* **Written task**
Show every line below that contains the word "shorts". Case counts.

* **Collection entries**
-- start --

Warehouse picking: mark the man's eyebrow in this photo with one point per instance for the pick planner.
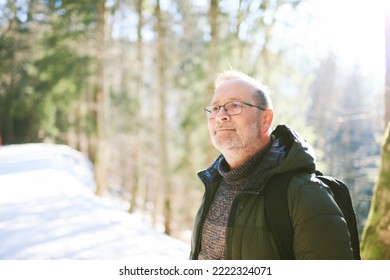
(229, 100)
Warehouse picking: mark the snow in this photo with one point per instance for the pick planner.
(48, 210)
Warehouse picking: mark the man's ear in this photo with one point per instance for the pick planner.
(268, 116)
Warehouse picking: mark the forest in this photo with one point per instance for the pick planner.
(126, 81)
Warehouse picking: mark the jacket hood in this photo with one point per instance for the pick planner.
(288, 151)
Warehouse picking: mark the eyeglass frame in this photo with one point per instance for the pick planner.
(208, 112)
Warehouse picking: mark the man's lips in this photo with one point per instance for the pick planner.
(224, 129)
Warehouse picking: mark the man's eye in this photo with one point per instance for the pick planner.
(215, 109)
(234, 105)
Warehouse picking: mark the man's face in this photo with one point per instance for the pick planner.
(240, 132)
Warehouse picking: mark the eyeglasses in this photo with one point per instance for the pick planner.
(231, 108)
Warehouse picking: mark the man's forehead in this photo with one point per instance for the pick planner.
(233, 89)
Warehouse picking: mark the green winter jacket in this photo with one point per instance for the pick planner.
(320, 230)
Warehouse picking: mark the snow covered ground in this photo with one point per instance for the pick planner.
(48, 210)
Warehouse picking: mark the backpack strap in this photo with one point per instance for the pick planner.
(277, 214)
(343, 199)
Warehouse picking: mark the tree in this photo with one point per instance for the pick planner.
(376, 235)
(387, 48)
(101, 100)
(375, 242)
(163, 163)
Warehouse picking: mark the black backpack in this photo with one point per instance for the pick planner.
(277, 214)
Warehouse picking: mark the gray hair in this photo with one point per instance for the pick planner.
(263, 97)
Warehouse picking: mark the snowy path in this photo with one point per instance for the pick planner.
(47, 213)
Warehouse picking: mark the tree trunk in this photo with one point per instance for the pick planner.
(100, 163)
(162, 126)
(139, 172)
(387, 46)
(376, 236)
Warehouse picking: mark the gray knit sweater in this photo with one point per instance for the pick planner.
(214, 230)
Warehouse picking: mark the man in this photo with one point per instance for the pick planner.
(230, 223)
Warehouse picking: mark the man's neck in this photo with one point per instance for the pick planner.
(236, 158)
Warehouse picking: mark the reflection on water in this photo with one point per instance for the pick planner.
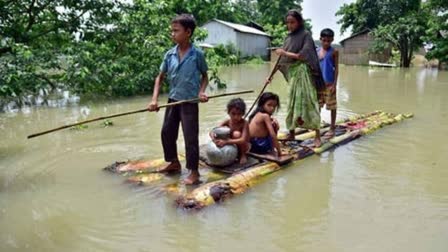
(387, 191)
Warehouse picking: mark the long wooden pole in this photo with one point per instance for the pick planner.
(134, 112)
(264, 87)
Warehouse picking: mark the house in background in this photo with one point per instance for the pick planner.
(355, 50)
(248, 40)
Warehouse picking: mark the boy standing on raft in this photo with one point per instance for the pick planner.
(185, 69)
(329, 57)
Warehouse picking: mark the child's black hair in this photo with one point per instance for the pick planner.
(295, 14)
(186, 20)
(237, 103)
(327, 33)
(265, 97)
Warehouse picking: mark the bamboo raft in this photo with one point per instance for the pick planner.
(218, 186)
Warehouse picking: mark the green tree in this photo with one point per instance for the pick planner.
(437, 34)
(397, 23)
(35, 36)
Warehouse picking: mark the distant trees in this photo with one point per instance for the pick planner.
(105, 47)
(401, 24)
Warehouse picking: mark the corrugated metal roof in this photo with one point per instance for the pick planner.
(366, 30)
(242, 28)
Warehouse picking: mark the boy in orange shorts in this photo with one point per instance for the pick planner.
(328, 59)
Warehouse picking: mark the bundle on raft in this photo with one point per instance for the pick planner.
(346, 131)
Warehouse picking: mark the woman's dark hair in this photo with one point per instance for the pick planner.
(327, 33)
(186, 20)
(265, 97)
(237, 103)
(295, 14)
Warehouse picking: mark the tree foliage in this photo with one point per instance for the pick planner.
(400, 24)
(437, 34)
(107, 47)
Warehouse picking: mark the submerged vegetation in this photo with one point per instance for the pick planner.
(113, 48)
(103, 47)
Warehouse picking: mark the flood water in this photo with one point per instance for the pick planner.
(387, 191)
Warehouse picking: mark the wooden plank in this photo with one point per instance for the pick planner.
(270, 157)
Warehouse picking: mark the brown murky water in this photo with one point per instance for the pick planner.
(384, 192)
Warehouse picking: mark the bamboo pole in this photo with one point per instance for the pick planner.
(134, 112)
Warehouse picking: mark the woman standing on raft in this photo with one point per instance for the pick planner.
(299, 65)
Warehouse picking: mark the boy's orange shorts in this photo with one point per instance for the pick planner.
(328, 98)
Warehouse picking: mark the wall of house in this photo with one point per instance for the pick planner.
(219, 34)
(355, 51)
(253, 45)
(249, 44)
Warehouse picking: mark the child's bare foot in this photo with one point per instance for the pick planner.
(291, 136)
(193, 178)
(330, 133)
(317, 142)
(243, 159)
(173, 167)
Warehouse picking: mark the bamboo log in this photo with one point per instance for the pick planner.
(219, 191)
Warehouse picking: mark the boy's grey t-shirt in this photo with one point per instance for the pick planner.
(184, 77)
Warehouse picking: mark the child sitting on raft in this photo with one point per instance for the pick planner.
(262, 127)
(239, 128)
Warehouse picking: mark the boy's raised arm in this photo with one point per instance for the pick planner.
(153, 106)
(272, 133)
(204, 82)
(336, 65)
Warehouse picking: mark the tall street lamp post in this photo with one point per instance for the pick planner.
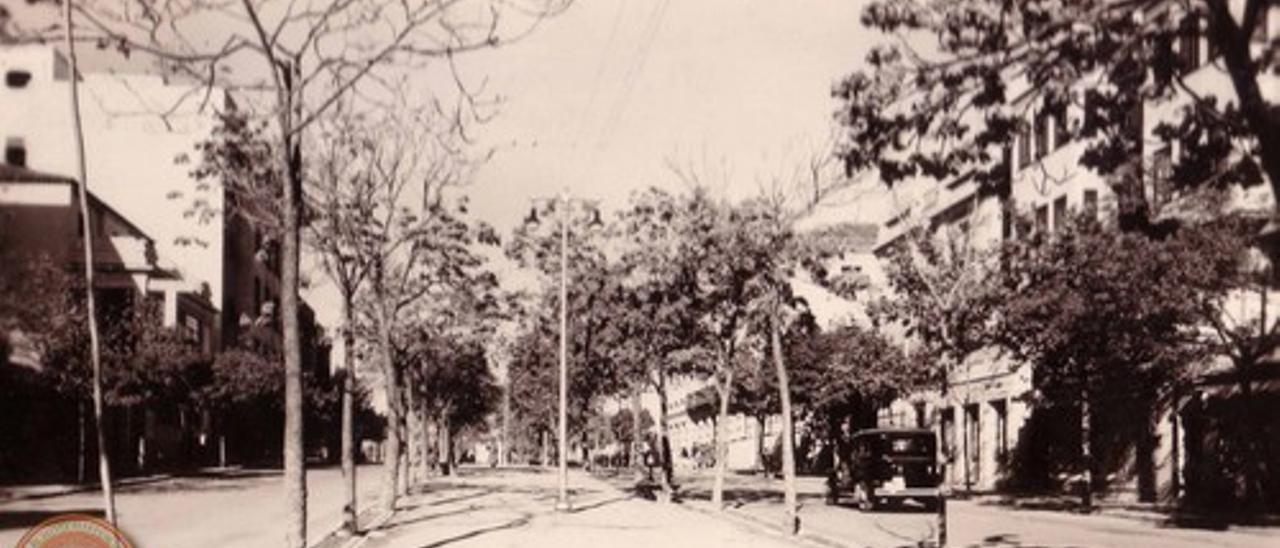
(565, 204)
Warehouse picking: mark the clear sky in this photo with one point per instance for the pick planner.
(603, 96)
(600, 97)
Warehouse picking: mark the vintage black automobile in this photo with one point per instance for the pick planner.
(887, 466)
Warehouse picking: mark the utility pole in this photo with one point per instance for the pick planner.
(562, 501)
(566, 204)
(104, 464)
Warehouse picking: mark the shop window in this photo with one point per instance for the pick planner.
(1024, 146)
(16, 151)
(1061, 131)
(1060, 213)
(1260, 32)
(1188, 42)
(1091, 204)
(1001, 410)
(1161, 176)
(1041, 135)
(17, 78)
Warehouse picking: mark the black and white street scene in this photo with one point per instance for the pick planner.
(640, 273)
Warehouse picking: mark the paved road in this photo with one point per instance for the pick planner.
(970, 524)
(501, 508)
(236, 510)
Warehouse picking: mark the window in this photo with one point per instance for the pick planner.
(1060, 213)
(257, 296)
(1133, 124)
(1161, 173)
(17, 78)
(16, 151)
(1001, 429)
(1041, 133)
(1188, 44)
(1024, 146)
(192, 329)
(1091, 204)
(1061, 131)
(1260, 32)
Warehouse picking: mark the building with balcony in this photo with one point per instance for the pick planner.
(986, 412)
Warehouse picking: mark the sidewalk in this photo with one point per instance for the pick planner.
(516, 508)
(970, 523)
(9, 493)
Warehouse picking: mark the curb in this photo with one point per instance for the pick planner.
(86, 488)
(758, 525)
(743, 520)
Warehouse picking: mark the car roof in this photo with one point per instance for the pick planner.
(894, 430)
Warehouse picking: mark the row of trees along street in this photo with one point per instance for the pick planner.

-- end --
-- start --

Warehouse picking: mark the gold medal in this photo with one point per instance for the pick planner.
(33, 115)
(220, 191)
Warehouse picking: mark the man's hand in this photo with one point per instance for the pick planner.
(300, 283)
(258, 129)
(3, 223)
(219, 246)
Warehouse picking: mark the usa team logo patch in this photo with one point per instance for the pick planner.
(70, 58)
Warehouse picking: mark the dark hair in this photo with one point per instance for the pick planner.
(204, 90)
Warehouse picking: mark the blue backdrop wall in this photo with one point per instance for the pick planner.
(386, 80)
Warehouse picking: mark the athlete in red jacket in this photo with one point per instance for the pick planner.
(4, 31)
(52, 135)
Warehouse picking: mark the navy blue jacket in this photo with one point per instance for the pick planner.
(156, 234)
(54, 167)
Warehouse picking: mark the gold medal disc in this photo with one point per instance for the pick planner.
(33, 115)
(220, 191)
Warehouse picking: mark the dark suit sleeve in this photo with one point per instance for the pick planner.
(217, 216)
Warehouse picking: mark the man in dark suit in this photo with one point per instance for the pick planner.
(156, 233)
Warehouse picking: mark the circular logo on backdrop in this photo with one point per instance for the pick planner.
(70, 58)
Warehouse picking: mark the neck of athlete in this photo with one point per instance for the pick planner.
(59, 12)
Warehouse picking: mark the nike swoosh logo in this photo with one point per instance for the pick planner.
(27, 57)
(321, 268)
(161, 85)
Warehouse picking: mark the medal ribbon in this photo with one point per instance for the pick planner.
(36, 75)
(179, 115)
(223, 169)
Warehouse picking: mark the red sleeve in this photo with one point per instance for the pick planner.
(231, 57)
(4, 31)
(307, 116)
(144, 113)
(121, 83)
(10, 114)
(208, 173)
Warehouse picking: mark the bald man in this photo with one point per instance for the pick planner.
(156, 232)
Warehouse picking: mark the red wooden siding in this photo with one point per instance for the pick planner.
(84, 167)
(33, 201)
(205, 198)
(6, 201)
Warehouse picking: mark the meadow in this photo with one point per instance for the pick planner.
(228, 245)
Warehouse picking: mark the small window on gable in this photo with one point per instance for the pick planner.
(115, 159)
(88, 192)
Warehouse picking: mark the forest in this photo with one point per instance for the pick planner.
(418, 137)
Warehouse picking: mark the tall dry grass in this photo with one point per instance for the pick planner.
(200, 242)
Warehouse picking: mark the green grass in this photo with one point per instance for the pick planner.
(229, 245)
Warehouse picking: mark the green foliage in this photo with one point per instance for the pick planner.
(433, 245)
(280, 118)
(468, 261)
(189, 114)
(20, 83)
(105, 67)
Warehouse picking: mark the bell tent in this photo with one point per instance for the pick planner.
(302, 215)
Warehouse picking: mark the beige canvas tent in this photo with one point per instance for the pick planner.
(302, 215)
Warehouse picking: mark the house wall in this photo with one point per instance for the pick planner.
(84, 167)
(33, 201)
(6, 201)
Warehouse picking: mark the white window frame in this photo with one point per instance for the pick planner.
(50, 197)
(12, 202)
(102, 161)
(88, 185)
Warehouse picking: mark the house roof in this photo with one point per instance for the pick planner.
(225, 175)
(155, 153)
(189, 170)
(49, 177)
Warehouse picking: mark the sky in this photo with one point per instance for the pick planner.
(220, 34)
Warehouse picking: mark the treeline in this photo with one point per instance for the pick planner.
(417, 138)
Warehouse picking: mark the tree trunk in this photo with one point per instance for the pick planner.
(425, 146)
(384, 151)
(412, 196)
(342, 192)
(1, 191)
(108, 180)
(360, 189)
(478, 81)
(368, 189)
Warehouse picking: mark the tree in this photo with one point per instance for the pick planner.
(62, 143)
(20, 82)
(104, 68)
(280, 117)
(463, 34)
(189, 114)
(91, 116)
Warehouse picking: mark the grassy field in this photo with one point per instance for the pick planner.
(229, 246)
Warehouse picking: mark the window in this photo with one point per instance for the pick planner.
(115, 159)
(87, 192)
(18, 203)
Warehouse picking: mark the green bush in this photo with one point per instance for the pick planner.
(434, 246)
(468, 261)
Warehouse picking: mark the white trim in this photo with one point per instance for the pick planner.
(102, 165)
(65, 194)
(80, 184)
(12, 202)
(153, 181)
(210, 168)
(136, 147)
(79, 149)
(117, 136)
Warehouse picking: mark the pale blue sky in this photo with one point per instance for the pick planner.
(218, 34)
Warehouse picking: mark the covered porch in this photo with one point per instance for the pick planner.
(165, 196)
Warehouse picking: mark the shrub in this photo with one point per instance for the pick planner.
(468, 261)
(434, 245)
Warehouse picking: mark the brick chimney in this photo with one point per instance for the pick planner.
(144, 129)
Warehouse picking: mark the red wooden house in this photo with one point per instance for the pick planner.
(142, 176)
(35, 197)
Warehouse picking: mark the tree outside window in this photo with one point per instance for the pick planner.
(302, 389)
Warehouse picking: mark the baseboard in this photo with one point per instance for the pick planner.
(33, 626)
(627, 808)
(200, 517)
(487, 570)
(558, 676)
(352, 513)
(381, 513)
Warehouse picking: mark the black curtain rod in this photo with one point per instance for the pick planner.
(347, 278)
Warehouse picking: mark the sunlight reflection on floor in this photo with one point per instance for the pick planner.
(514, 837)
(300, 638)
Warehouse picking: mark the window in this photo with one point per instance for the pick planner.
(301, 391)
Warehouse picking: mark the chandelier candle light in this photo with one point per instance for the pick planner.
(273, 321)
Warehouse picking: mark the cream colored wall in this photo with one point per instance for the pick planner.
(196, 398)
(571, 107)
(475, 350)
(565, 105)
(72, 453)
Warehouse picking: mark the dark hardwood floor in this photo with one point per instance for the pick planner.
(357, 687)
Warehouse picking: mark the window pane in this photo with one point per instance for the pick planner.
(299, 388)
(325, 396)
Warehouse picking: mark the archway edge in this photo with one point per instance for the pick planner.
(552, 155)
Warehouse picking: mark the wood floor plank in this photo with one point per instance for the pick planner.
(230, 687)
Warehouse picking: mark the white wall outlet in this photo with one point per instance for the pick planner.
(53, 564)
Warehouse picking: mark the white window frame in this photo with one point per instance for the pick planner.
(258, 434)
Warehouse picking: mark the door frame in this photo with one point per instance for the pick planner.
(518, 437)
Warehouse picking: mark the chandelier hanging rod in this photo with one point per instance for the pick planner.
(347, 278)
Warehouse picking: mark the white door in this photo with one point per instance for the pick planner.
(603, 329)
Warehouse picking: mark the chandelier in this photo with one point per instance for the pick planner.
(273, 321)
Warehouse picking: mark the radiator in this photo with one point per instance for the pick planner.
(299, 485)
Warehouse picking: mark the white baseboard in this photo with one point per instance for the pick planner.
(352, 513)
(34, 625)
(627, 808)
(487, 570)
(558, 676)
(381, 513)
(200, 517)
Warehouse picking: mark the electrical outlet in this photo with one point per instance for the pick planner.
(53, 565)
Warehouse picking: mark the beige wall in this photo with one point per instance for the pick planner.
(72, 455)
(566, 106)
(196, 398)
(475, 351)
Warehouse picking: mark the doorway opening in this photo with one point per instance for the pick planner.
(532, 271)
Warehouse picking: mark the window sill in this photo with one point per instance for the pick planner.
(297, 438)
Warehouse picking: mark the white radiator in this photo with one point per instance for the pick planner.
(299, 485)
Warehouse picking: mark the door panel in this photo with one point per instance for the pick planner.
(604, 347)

-- end --

* **Full answer**
Warehouse picking: mark the boy in orange shorts in this photo with one point per instance for the pick planner.
Warehouse picking: mark the boy's orange shorts in this photo with one point per instance for the pick planner.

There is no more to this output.